• Esercizio scritto a: Quali righe dell'elenco contengono la stringa "blonde"? Riportale tutte, rispettando maiuscole e minuscole.

+---+

# Forum Argomenti di discussione Manovre fiscali, legge stabilità e Finanziarie  detrazioni 55% sostituzione infissi

## arual745

Quest'anno ho deciso di sostituire gli infissi della camera da letto;mi costeranno 1600 euro iva compresa;che cosa serve per poter usufruire della detrazione del 55%?So solo che occorre pagare con bonifico bancario e che in fattura occorre che sia indicato i mio codice fiscale?Mi pare di aver capito che non occorre più la certificazione di riqualificazione energetica.Potete darmi delle indicazioni precise?

----------


## danilo sciuto

Leggi qua  http://www.commercialistatelematico.....html?doc=2158 
ciao     

> Quest'anno ho deciso di sostituire gli infissi della camera da letto;mi costeranno 1600 euro iva compresa;che cosa serve per poter usufruire della detrazione del 55%?So solo che occorre pagare con bonifico bancario e che in fattura occorre che sia indicato i mio codice fiscale?Mi pare di aver capito che non occorre più la certificazione di riqualificazione energetica.Potete darmi delle indicazioni precise?

----------


## arual745

non riesco ad aprire il documento indicatomi.....nessuno può darmi delle indicazioni?

----------


## nico317

mi aggancio , con un quesito che forse è elementare ma non riesco a trovare nulla in merito :
1) per poter usufruire del beneficio si deve avere la residenza nell'abitazione dove vengono eseguiti i lavori ? 
2) se il soggetto prenderà la residenza e/o domicilio successivamente la fine lavori , può ugualmente benificiare del detrazione del 55%?
3)e se lo stesso non è proprietario dell'immobile , però è colui che paga ....
4)se sullo stesso stabile il proprietario ha inoltrato richiesta di beneficio del 36% su lavori diversi da quelli contemplati per il 55%, possono coesistere i due benfici ?

+---+

• Esercizio scritto b: Prosegui la discussione sulla detrazione del 55% per la sostituzione degli infissi, riprendendo subito dopo l'ultima frase riportata sopra.

+---+

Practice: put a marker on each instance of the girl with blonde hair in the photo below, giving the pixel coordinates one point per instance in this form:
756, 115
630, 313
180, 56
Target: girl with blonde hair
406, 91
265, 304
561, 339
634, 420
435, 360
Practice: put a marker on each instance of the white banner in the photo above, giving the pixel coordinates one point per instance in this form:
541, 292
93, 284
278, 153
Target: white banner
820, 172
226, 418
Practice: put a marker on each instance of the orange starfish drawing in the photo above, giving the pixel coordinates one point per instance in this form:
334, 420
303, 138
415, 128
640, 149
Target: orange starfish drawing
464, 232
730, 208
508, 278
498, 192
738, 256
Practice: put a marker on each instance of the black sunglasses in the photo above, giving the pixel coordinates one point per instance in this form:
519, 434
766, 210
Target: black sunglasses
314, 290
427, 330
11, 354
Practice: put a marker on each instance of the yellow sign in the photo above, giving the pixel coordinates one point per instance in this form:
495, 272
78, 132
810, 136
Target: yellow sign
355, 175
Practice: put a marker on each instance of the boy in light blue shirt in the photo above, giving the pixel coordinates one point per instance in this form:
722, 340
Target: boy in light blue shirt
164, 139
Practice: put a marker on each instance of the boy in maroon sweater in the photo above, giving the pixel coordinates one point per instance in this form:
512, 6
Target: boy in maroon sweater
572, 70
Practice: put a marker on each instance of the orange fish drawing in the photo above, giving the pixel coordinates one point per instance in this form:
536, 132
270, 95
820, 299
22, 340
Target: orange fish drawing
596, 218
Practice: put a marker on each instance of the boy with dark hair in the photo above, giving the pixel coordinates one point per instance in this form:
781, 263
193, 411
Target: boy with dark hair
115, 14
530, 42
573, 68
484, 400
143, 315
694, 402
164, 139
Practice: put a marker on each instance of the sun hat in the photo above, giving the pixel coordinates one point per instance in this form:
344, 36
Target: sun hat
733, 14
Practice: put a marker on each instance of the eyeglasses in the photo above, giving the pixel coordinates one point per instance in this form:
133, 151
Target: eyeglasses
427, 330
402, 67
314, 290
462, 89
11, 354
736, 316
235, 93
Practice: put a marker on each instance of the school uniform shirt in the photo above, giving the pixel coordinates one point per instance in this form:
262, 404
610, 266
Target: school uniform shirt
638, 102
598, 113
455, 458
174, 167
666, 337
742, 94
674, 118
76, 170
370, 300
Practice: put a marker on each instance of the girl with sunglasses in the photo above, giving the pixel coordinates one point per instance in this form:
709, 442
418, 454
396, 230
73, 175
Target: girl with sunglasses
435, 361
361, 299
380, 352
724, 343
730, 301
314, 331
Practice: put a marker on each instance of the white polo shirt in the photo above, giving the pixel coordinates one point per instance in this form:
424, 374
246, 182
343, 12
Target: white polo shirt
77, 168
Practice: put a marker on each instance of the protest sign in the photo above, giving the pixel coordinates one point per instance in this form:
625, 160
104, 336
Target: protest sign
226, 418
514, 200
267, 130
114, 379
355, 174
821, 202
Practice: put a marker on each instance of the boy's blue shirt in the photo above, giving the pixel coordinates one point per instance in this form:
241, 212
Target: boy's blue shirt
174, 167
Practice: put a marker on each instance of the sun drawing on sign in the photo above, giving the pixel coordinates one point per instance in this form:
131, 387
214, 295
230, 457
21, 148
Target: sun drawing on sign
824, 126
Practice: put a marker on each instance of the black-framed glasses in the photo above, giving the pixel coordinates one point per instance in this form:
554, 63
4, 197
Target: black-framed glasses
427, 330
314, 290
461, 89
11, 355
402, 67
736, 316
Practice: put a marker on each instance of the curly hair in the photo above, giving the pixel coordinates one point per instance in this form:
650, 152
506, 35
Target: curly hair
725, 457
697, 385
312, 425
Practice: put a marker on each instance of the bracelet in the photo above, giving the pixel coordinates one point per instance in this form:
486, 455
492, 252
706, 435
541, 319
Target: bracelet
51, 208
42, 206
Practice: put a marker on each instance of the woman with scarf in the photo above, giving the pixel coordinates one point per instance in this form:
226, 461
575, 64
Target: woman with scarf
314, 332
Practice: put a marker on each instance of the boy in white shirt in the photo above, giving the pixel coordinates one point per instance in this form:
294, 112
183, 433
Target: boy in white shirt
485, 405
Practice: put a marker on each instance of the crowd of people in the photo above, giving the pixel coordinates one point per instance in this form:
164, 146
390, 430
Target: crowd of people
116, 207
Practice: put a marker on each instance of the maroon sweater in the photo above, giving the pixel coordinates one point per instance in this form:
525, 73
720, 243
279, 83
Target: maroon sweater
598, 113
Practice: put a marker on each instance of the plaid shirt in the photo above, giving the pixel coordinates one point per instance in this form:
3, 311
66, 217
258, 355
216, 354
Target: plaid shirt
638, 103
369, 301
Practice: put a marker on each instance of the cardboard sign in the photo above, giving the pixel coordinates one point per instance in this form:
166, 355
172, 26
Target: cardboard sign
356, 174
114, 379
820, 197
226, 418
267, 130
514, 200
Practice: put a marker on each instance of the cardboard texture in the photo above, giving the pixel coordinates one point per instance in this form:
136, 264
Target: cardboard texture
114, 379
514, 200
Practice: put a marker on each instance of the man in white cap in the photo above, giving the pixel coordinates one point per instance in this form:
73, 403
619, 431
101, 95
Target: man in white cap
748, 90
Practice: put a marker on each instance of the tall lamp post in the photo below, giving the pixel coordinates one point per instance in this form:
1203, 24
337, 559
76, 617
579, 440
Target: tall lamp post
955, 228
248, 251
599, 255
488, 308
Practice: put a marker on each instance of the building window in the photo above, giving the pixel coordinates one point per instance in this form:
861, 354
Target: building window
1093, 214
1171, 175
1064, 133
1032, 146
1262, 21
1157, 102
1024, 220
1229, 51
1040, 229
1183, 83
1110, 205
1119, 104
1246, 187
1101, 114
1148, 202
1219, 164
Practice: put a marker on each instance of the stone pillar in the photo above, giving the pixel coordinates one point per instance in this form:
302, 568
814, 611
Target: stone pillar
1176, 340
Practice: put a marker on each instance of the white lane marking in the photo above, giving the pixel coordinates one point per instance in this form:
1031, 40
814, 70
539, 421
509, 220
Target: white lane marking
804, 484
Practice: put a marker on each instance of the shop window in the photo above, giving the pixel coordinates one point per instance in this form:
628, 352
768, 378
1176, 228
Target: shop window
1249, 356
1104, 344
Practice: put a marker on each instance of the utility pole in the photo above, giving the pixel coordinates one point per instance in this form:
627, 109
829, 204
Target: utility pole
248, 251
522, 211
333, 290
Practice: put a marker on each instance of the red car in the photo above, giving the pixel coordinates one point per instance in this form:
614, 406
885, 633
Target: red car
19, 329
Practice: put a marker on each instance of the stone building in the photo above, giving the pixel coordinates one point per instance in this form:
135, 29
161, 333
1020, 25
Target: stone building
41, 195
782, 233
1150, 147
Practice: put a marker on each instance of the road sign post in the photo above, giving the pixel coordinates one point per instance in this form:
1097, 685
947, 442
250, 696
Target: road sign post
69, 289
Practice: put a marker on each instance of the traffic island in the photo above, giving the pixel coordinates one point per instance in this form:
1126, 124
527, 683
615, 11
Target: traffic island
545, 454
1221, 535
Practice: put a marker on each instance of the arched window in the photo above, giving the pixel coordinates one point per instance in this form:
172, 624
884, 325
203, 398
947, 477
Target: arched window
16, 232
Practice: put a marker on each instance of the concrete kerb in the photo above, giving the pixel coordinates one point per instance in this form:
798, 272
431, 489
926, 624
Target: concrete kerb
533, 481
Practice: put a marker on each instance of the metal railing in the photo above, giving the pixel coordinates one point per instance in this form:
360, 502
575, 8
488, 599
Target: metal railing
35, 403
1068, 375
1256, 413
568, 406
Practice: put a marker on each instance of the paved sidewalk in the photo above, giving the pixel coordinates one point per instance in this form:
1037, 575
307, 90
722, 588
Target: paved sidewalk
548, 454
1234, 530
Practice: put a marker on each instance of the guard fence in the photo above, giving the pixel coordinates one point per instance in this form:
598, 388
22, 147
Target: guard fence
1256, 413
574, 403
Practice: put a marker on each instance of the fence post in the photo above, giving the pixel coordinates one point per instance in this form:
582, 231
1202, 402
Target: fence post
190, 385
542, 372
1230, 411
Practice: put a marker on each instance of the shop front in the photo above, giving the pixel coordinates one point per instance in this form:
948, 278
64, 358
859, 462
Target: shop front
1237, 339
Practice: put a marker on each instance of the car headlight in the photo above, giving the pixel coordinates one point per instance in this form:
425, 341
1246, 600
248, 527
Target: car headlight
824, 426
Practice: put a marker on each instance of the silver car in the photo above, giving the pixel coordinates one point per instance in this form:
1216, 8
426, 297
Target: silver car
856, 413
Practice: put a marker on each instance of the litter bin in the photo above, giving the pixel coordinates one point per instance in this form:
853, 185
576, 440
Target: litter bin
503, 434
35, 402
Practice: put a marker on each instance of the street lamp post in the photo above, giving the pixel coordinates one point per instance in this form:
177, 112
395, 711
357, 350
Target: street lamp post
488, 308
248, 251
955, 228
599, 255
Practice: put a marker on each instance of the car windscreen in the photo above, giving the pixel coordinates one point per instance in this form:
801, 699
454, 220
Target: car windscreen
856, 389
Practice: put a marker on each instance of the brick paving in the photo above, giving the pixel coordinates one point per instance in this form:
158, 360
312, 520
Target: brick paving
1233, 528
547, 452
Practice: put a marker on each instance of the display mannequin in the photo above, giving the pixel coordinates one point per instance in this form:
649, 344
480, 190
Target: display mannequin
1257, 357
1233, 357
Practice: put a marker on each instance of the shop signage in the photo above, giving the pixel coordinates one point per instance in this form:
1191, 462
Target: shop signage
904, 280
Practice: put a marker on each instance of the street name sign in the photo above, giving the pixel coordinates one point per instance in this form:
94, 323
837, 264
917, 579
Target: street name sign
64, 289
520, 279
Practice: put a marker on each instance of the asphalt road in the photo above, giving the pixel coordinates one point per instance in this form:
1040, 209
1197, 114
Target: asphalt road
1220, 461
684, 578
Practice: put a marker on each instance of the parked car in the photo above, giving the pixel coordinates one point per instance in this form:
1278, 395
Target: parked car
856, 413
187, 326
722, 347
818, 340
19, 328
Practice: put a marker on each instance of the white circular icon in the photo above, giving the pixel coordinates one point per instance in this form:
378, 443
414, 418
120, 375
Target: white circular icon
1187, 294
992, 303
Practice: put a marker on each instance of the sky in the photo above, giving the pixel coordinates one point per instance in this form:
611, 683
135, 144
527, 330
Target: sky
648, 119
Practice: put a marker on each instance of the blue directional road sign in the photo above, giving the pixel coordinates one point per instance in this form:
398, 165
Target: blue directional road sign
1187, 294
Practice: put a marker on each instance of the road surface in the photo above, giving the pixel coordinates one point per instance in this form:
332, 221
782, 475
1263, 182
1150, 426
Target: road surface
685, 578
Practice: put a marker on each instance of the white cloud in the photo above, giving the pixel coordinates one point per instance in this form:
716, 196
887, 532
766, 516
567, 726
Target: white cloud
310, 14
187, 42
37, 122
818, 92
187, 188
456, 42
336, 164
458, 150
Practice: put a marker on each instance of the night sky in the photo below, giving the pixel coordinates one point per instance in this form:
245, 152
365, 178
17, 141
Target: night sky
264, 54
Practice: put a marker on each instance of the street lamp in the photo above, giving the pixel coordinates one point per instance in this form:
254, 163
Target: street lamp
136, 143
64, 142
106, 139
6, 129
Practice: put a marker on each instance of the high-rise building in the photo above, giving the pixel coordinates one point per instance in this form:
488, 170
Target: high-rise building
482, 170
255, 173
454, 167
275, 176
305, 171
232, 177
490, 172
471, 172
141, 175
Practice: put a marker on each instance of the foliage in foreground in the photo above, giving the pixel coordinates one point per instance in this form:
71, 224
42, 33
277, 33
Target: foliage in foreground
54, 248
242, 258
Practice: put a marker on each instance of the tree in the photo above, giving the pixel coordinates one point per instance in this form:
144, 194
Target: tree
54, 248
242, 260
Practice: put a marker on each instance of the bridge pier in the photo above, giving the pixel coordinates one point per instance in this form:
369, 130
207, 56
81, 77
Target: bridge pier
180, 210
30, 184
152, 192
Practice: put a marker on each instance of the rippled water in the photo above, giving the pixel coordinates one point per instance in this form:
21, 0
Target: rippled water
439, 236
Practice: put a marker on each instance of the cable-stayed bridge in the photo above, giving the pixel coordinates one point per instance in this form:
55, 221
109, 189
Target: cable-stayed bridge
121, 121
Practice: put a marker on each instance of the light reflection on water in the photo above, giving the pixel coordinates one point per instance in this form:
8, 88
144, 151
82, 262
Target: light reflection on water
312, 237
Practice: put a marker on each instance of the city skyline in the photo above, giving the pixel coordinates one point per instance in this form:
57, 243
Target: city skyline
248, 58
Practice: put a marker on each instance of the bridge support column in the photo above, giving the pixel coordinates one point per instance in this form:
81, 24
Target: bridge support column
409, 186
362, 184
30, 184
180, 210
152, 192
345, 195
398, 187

+---+

• Risultato esercizio a:
Practice: put a marker on each instance of the girl with blonde hair in the photo below, giving the pixel coordinates one point per instance in this form:
Target: girl with blonde hair

• Risultato esercizio b:
spero di essere stata chiara nelle mie richieste e spero che ci sia qualcuno che possa darmi qualche delucidazione.
grazie mille anticipatamente
Nicoletta

----------


## danilo sciuto

1) No.
2) Sì.
3) Pure.
4) Sì. 
ciao  :Smile:    

> mi aggancio , con un quesito che forse è elementare ma non riesco a trovare nulla in merito :
> 1) per poter usufruire del beneficio si deve avere la residenza nell'abitazione dove vengono eseguiti i lavori ? 
> 2) se il soggetto prenderà la residenza e/o domicilio successivamente la fine lavori , può ugualmente benificiare del detrazione del 55%?
> 3)e se lo stesso non è proprietario dell'immobile , però è colui che paga ....
> 4)se sullo stesso stabile il proprietario ha inoltrato richiesta di beneficio del 36% su lavori diversi da quelli contemplati per il 55%, possono coesistere i due benfici ?
> spero di essere stata chiara nelle mie richieste e spero che ci sia qualcuno che possa darmi qualche delucidazione.
> grazie mille anticipatamente
> Nicoletta

----------


## nico317

> 1) No.
> 2) Sì.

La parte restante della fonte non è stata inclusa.